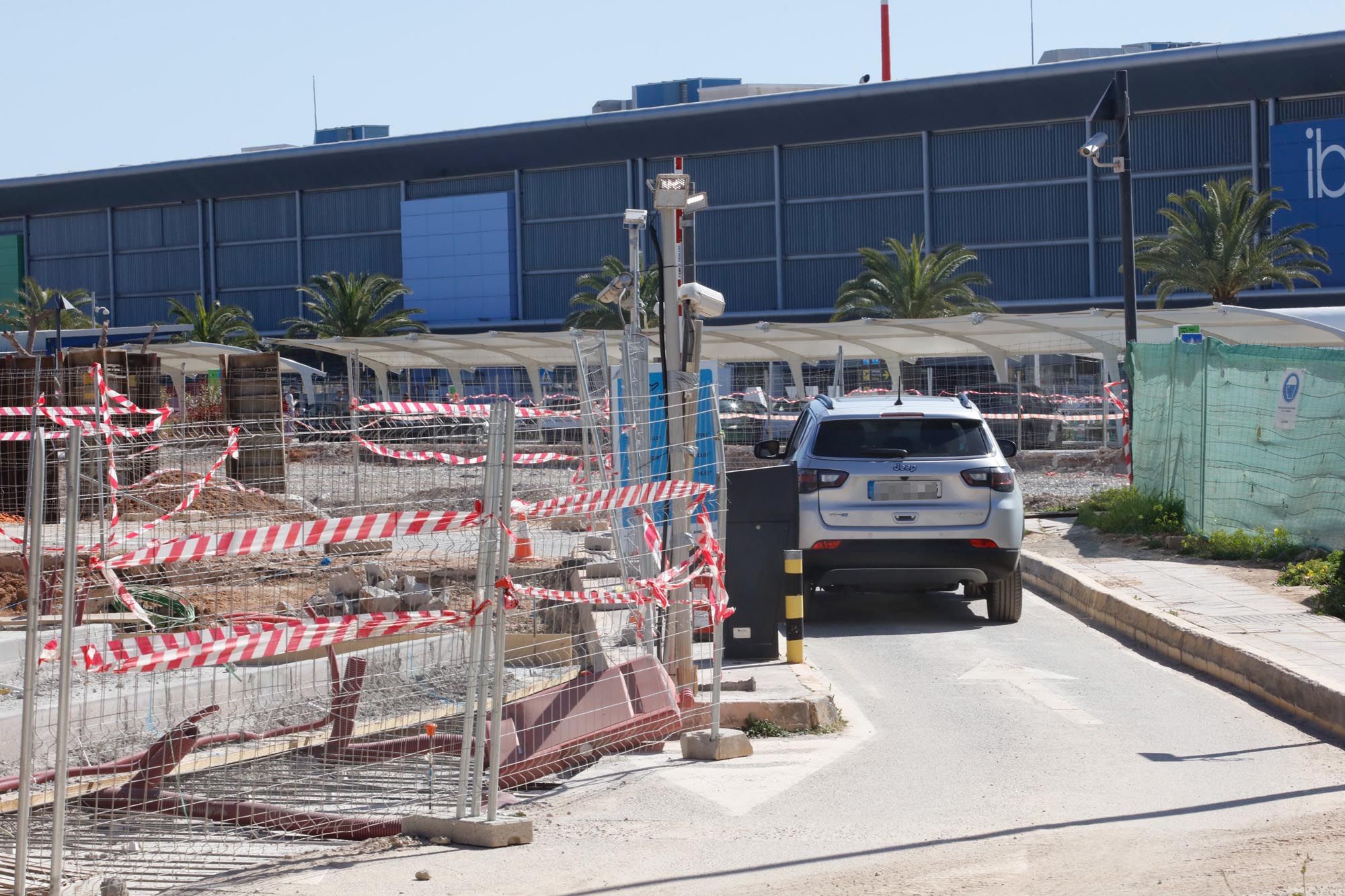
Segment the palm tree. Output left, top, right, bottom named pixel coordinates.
left=1135, top=177, right=1332, bottom=308
left=168, top=293, right=261, bottom=348
left=565, top=255, right=660, bottom=329
left=831, top=235, right=999, bottom=320
left=0, top=277, right=93, bottom=355
left=281, top=270, right=429, bottom=339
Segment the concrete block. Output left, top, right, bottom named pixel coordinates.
left=682, top=728, right=752, bottom=762
left=451, top=818, right=533, bottom=849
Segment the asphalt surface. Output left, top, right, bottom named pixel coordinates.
left=196, top=595, right=1345, bottom=895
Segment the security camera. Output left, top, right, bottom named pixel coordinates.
left=677, top=282, right=724, bottom=317
left=1079, top=130, right=1110, bottom=159
left=597, top=270, right=635, bottom=305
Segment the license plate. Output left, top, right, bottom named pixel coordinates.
left=869, top=479, right=943, bottom=501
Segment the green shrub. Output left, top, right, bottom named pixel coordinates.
left=1275, top=551, right=1345, bottom=588
left=1079, top=486, right=1186, bottom=536
left=1181, top=529, right=1303, bottom=561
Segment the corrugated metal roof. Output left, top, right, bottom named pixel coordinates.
left=0, top=31, right=1345, bottom=216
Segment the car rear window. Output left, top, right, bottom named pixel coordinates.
left=812, top=417, right=990, bottom=459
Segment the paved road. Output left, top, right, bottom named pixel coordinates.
left=204, top=586, right=1345, bottom=895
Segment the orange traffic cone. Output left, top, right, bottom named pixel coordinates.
left=510, top=517, right=533, bottom=564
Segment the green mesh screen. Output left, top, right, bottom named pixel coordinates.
left=1130, top=339, right=1345, bottom=548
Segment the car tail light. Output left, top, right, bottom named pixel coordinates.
left=799, top=470, right=850, bottom=495
left=962, top=467, right=1014, bottom=491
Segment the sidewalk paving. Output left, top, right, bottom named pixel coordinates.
left=1025, top=520, right=1345, bottom=731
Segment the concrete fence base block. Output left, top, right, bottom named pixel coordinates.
left=682, top=728, right=752, bottom=762
left=449, top=818, right=533, bottom=849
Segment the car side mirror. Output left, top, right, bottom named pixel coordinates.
left=752, top=438, right=784, bottom=460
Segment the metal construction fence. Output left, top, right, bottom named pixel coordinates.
left=1131, top=337, right=1345, bottom=548
left=0, top=339, right=732, bottom=893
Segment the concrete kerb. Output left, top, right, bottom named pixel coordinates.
left=1022, top=551, right=1345, bottom=737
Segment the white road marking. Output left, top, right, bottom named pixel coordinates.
left=959, top=659, right=1102, bottom=725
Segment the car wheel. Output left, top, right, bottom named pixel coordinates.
left=978, top=569, right=1022, bottom=622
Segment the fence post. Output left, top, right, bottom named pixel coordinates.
left=457, top=403, right=504, bottom=819
left=13, top=425, right=47, bottom=896
left=486, top=401, right=514, bottom=821
left=49, top=426, right=81, bottom=896
left=784, top=551, right=803, bottom=663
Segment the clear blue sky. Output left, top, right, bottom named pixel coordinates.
left=0, top=0, right=1345, bottom=177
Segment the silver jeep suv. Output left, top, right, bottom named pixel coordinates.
left=756, top=395, right=1024, bottom=622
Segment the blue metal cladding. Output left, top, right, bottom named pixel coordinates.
left=780, top=137, right=924, bottom=199
left=929, top=121, right=1087, bottom=186
left=406, top=171, right=514, bottom=199
left=693, top=206, right=775, bottom=263
left=784, top=255, right=861, bottom=309
left=695, top=261, right=775, bottom=311
left=967, top=245, right=1088, bottom=307
left=1130, top=105, right=1252, bottom=171
left=112, top=203, right=198, bottom=251
left=304, top=233, right=402, bottom=280
left=523, top=216, right=627, bottom=272
left=678, top=149, right=775, bottom=207
left=522, top=163, right=625, bottom=219
left=523, top=273, right=578, bottom=320
left=1262, top=94, right=1345, bottom=122
left=299, top=184, right=402, bottom=235
left=1098, top=241, right=1153, bottom=298
left=28, top=255, right=109, bottom=296
left=215, top=192, right=295, bottom=243
left=113, top=247, right=200, bottom=293
left=1095, top=173, right=1227, bottom=237
left=784, top=196, right=924, bottom=255
left=215, top=242, right=299, bottom=289
left=933, top=181, right=1088, bottom=245
left=28, top=211, right=108, bottom=258
left=234, top=286, right=301, bottom=332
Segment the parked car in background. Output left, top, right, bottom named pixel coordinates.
left=968, top=382, right=1064, bottom=448
left=720, top=398, right=771, bottom=445
left=765, top=398, right=807, bottom=440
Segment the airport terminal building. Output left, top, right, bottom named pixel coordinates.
left=0, top=32, right=1345, bottom=332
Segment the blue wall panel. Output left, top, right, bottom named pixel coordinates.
left=114, top=249, right=200, bottom=293
left=304, top=233, right=402, bottom=280
left=406, top=172, right=514, bottom=199
left=522, top=163, right=625, bottom=220
left=784, top=255, right=861, bottom=309
left=691, top=206, right=775, bottom=262
left=784, top=196, right=924, bottom=255
left=112, top=203, right=199, bottom=251
left=215, top=192, right=295, bottom=242
left=299, top=184, right=402, bottom=237
left=215, top=242, right=299, bottom=289
left=780, top=137, right=923, bottom=199
left=929, top=121, right=1087, bottom=187
left=695, top=261, right=775, bottom=311
left=401, top=192, right=518, bottom=325
left=28, top=255, right=108, bottom=296
left=523, top=218, right=628, bottom=272
left=523, top=273, right=578, bottom=320
left=678, top=149, right=775, bottom=207
left=967, top=246, right=1088, bottom=301
left=28, top=211, right=108, bottom=258
left=933, top=183, right=1088, bottom=245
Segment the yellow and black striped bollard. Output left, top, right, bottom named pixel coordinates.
left=784, top=551, right=803, bottom=663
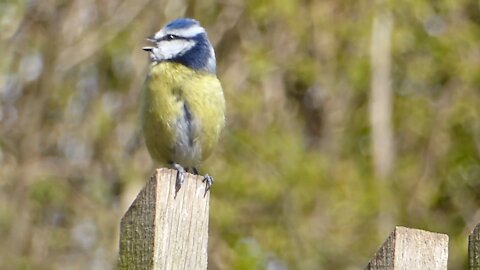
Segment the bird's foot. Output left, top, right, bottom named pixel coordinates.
left=172, top=163, right=185, bottom=198
left=202, top=174, right=213, bottom=196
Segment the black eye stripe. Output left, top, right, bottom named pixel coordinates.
left=159, top=34, right=187, bottom=41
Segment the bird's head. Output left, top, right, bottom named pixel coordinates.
left=143, top=18, right=216, bottom=73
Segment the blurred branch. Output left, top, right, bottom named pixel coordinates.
left=370, top=13, right=394, bottom=179
left=57, top=0, right=150, bottom=71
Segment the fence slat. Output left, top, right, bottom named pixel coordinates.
left=468, top=224, right=480, bottom=270
left=118, top=169, right=210, bottom=270
left=365, top=226, right=448, bottom=270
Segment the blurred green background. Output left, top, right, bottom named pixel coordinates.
left=0, top=0, right=480, bottom=270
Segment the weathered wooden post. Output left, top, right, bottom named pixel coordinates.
left=468, top=224, right=480, bottom=270
left=365, top=226, right=448, bottom=270
left=118, top=169, right=210, bottom=270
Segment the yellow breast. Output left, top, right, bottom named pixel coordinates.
left=141, top=62, right=225, bottom=167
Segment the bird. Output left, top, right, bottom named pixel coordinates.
left=140, top=18, right=225, bottom=196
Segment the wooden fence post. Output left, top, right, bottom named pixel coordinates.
left=468, top=224, right=480, bottom=270
left=365, top=226, right=448, bottom=270
left=118, top=169, right=210, bottom=270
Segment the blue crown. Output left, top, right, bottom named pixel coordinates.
left=165, top=18, right=200, bottom=30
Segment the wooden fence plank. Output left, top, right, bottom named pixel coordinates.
left=118, top=169, right=210, bottom=270
left=365, top=226, right=448, bottom=270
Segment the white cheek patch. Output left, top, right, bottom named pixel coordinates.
left=152, top=39, right=195, bottom=61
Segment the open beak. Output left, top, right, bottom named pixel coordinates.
left=145, top=37, right=157, bottom=43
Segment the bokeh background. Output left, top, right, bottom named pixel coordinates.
left=0, top=0, right=480, bottom=270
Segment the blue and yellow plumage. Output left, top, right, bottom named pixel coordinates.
left=141, top=18, right=225, bottom=191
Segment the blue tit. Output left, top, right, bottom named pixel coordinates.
left=141, top=18, right=225, bottom=192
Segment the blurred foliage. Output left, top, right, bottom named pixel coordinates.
left=0, top=0, right=480, bottom=269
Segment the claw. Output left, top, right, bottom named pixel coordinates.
left=172, top=163, right=185, bottom=198
left=202, top=174, right=213, bottom=196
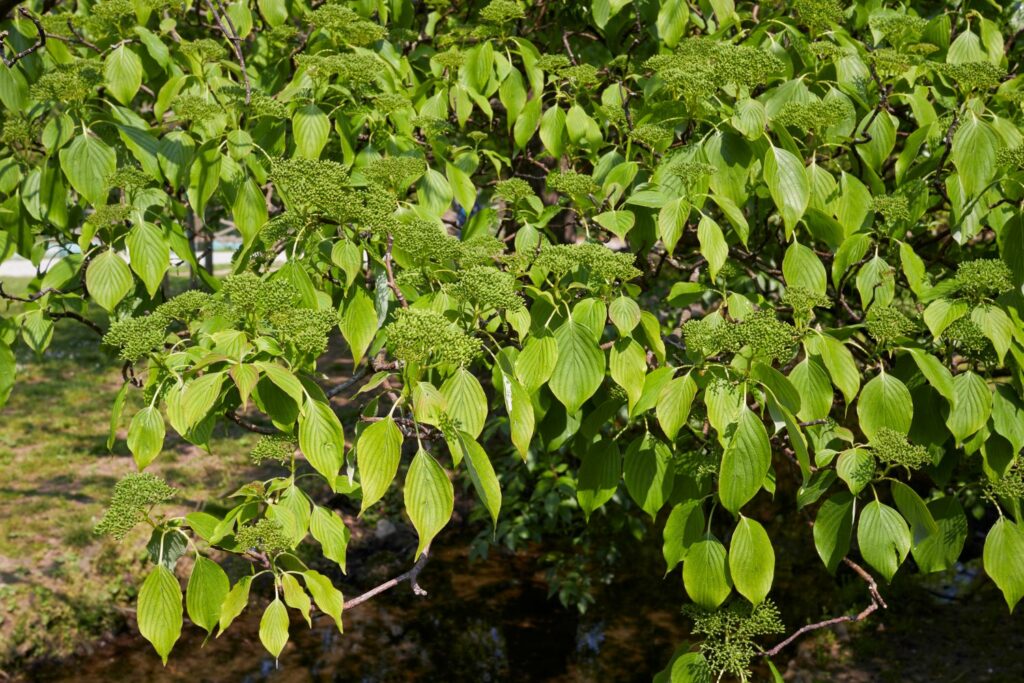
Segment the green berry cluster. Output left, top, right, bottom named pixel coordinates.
left=683, top=600, right=785, bottom=680
left=270, top=157, right=350, bottom=216
left=249, top=434, right=298, bottom=465
left=630, top=123, right=675, bottom=148
left=385, top=308, right=482, bottom=367
left=773, top=97, right=854, bottom=132
left=96, top=472, right=174, bottom=541
left=871, top=195, right=910, bottom=225
left=449, top=265, right=524, bottom=311
left=866, top=306, right=916, bottom=344
left=29, top=59, right=103, bottom=104
left=548, top=171, right=601, bottom=199
left=362, top=157, right=427, bottom=189
left=234, top=517, right=292, bottom=557
left=935, top=61, right=1007, bottom=92
left=646, top=38, right=782, bottom=101
left=867, top=12, right=928, bottom=44
left=181, top=38, right=227, bottom=65
left=534, top=242, right=640, bottom=285
left=956, top=258, right=1014, bottom=303
left=171, top=94, right=223, bottom=123
left=942, top=315, right=990, bottom=359
left=103, top=312, right=168, bottom=362
left=478, top=0, right=526, bottom=24
left=782, top=287, right=831, bottom=319
left=309, top=3, right=387, bottom=47
left=495, top=178, right=537, bottom=204
left=721, top=310, right=797, bottom=362
left=269, top=308, right=338, bottom=357
left=871, top=427, right=932, bottom=470
left=106, top=166, right=153, bottom=193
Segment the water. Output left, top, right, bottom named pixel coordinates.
left=26, top=545, right=686, bottom=683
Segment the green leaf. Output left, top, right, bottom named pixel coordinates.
left=910, top=496, right=968, bottom=573
left=857, top=501, right=911, bottom=582
left=85, top=249, right=135, bottom=311
left=683, top=533, right=732, bottom=609
left=577, top=439, right=623, bottom=521
left=127, top=222, right=171, bottom=297
left=309, top=505, right=349, bottom=571
left=259, top=598, right=288, bottom=659
left=946, top=372, right=992, bottom=443
left=355, top=417, right=402, bottom=515
left=128, top=405, right=167, bottom=470
left=624, top=433, right=675, bottom=519
left=217, top=575, right=253, bottom=638
left=836, top=449, right=876, bottom=496
left=548, top=317, right=604, bottom=415
left=814, top=493, right=855, bottom=573
left=302, top=569, right=345, bottom=633
left=857, top=371, right=913, bottom=439
left=662, top=501, right=705, bottom=573
left=292, top=104, right=331, bottom=159
left=103, top=45, right=142, bottom=104
left=406, top=449, right=455, bottom=558
left=718, top=407, right=771, bottom=514
left=764, top=146, right=811, bottom=239
left=281, top=573, right=313, bottom=629
left=185, top=555, right=230, bottom=634
left=982, top=517, right=1024, bottom=612
left=782, top=242, right=827, bottom=295
left=440, top=368, right=487, bottom=439
left=58, top=133, right=117, bottom=205
left=655, top=374, right=697, bottom=441
left=137, top=566, right=182, bottom=665
left=729, top=515, right=775, bottom=604
left=697, top=216, right=729, bottom=281
left=299, top=397, right=345, bottom=481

_AIM OF THE EXERCISE_: Render the rows from the start through the line containing "left=281, top=270, right=429, bottom=339" as a numbered list, including that line and dropping any blank lines. Leave the pictures out.

_CORRECT ANSWER_:
1. Segment the palm tree. Output left, top, right, bottom named pixel coordinates.
2. left=1135, top=177, right=1332, bottom=308
3. left=168, top=293, right=261, bottom=348
4. left=565, top=255, right=660, bottom=329
5. left=831, top=235, right=999, bottom=320
6. left=0, top=277, right=93, bottom=355
7. left=281, top=270, right=429, bottom=339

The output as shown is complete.